*** Opening of Records supplied ***
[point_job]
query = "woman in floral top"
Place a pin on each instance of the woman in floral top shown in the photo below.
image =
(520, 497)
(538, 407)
*** Close of Records supplied ***
*** Opening of Records supplied ***
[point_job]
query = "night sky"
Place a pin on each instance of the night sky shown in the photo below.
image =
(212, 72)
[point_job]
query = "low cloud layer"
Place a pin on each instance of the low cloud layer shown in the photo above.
*** Close of Records supplied ***
→ **Goal of the exercise**
Out of the preceding entries, pull every line containing the string "floral".

→ **Response below**
query = "woman in floral top"
Place a pin on each instance of the woman in floral top shown in the photo below.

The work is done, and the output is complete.